- [Task]:
Which lines mention "negative"? Show each one from the listing.
──────── Supplied material ────────
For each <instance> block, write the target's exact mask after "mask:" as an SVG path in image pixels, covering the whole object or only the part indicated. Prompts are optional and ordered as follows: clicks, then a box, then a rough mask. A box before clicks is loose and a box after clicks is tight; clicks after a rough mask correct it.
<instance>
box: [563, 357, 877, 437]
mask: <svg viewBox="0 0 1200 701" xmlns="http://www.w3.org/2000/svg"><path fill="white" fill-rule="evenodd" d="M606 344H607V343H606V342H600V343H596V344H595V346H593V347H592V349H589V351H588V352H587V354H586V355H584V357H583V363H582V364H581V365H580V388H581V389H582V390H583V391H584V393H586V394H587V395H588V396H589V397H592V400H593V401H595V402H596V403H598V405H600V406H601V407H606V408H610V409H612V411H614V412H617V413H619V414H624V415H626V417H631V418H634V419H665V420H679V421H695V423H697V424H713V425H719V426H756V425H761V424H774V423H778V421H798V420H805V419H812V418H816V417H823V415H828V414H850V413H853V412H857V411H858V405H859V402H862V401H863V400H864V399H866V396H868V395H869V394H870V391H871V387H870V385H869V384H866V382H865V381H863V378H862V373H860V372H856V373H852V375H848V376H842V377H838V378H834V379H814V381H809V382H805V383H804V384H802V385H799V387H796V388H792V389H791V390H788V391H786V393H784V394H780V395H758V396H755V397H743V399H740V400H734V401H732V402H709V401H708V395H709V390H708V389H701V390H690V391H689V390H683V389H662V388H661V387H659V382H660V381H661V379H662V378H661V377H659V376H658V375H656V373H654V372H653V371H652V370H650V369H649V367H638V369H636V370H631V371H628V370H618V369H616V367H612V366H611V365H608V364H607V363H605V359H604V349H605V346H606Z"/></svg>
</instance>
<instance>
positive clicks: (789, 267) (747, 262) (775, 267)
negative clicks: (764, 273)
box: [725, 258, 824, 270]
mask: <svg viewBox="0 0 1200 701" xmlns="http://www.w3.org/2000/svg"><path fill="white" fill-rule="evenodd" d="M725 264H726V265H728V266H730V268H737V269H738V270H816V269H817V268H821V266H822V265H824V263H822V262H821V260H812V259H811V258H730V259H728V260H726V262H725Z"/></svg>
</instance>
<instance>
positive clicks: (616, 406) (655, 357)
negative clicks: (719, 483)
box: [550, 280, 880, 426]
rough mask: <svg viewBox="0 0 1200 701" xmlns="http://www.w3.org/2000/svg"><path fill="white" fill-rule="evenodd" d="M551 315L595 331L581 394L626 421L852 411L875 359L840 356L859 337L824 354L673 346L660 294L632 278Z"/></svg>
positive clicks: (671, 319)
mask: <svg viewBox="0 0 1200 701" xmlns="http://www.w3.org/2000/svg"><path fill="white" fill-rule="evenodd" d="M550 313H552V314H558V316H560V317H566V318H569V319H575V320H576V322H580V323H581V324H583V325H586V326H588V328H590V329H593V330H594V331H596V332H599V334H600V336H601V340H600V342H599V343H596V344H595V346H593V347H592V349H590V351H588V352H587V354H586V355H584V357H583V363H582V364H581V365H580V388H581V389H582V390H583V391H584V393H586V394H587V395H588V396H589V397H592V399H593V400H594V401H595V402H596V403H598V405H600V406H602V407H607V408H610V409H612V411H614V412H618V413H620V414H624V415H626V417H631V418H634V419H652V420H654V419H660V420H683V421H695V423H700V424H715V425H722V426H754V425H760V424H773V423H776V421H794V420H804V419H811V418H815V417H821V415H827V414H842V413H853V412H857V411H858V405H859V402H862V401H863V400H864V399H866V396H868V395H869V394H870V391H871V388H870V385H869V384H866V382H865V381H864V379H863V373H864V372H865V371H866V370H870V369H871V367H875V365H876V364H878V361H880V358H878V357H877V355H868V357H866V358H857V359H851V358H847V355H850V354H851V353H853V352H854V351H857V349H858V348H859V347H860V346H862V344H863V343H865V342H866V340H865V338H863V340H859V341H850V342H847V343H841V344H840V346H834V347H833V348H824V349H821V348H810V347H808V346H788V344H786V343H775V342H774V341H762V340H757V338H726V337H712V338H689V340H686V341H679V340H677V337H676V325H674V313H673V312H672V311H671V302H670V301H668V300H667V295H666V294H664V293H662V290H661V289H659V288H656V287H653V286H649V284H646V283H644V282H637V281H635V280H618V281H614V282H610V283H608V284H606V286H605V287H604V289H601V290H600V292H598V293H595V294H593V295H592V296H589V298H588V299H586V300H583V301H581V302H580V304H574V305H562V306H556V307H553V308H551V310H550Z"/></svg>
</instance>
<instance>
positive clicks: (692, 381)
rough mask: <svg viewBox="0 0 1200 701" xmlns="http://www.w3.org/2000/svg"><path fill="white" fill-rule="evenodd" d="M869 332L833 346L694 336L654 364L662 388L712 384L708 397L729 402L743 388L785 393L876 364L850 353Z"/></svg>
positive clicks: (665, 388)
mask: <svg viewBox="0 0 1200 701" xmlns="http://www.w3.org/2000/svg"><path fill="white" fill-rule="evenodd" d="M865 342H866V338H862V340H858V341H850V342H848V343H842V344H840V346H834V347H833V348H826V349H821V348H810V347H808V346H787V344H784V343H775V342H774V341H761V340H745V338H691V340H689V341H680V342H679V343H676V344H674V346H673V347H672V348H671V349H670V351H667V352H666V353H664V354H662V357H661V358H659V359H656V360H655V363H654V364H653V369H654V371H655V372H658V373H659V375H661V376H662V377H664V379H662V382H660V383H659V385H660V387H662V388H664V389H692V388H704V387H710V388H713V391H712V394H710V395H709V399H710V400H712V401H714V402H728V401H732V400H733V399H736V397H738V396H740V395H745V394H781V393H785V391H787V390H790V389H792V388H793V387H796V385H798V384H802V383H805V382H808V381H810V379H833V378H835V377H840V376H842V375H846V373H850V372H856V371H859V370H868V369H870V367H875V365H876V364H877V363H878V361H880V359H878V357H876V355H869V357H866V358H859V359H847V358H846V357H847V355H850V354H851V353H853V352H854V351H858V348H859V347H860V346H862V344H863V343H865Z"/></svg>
────────
──────── Supplied material ────────
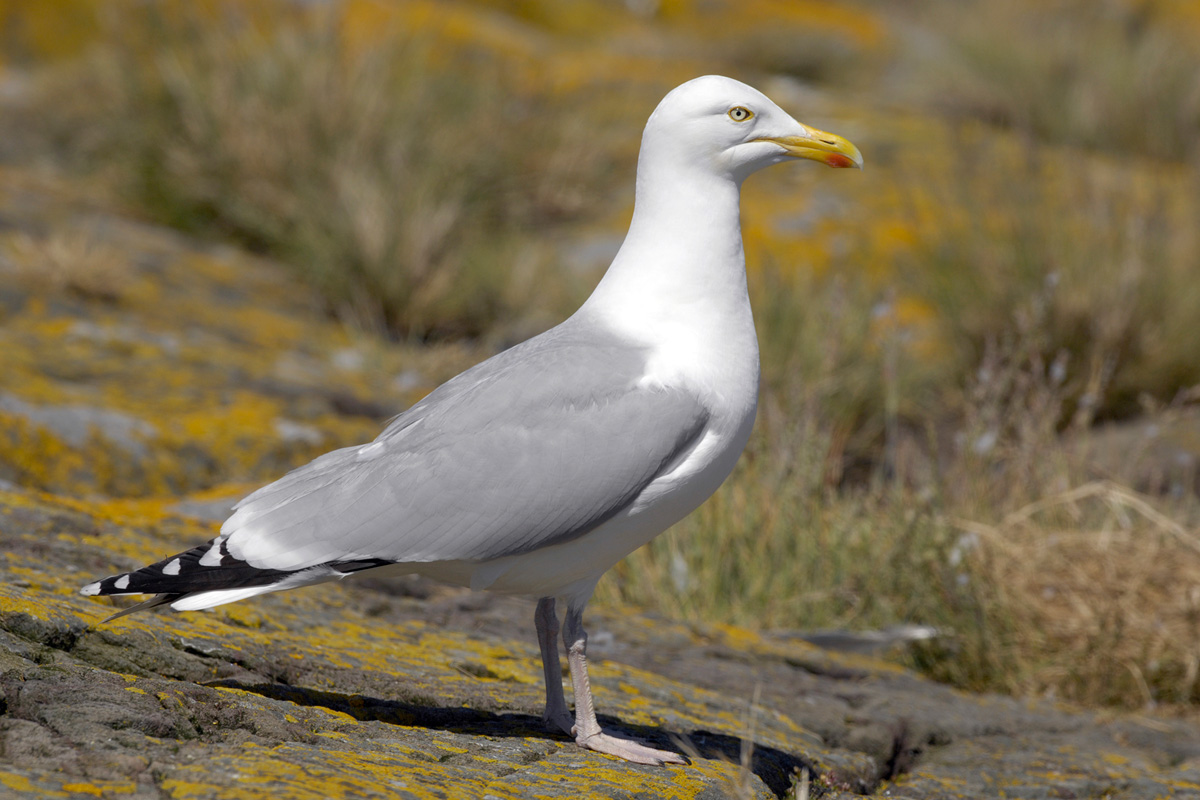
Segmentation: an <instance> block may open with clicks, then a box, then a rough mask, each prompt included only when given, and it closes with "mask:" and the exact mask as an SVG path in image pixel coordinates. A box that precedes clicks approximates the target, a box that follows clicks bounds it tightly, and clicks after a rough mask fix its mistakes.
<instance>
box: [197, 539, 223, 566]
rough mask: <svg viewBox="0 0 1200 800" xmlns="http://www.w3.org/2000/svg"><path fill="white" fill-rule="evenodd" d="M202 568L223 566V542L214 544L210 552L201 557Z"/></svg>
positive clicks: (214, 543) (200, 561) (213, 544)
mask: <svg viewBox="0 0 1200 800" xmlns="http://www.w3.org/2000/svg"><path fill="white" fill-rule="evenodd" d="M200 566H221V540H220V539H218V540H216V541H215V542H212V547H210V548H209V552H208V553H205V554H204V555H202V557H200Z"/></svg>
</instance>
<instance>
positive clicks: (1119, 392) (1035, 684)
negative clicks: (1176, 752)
────────
- [Written response]:
negative clicks: (764, 273)
negative clicks: (719, 483)
negative clicks: (1176, 752)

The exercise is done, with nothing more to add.